==== Excerpted data
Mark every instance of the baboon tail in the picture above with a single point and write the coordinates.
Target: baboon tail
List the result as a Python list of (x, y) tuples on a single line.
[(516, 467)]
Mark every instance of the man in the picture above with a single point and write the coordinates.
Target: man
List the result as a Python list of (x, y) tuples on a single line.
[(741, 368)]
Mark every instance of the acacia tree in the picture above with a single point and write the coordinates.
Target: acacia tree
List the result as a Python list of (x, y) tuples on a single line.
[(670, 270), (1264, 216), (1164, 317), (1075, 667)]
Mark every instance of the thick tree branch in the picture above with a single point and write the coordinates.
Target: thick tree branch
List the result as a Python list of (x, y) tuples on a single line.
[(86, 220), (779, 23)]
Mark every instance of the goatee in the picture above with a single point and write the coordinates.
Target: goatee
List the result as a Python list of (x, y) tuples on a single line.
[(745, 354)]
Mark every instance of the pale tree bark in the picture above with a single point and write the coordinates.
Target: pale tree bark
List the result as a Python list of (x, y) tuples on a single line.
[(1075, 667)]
========
==== Excerpted data
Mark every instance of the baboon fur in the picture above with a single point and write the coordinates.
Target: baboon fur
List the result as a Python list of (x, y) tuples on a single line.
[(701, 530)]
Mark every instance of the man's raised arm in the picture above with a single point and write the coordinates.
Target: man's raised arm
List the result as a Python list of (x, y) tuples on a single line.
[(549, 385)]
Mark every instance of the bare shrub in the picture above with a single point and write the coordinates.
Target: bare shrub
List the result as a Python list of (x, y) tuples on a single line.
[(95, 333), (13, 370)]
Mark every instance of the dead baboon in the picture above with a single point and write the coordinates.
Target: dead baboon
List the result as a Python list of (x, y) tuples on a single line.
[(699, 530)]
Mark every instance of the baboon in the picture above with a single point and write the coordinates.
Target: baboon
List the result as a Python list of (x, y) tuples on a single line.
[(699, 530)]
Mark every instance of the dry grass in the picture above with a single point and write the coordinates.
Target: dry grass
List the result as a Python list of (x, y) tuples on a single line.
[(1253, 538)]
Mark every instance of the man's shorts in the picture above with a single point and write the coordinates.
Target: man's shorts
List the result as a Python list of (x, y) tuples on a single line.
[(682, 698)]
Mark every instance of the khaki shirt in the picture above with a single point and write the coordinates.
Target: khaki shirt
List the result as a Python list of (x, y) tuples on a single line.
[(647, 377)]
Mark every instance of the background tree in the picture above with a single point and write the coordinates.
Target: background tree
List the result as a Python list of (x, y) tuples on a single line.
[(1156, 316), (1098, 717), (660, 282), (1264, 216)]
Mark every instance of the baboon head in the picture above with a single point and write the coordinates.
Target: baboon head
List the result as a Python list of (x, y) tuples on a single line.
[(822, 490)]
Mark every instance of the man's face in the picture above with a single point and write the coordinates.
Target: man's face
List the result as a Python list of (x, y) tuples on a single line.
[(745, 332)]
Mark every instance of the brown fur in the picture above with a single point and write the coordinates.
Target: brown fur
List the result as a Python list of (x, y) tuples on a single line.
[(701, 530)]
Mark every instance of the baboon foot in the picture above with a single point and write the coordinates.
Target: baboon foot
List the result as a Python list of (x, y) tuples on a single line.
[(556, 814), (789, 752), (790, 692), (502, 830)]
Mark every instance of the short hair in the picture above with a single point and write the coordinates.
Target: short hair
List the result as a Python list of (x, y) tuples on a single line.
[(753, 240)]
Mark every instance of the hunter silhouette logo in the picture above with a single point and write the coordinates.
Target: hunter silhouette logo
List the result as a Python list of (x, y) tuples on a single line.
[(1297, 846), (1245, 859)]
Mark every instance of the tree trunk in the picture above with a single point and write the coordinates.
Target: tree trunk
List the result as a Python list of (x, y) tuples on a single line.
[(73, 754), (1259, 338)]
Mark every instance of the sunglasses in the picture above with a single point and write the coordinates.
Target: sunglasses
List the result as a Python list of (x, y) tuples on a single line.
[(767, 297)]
========
[Short task] Please reproduce the lines from the one containing "Mark every instance of the pale" through the one containing "[(1075, 667)]", including both of those lines.

[Answer]
Mark every instance of the pale tree bark in the picture above with a single point and write the coordinates.
Target: pale tree bark
List the result as a Python list of (x, y) tuples on a single line.
[(1075, 667)]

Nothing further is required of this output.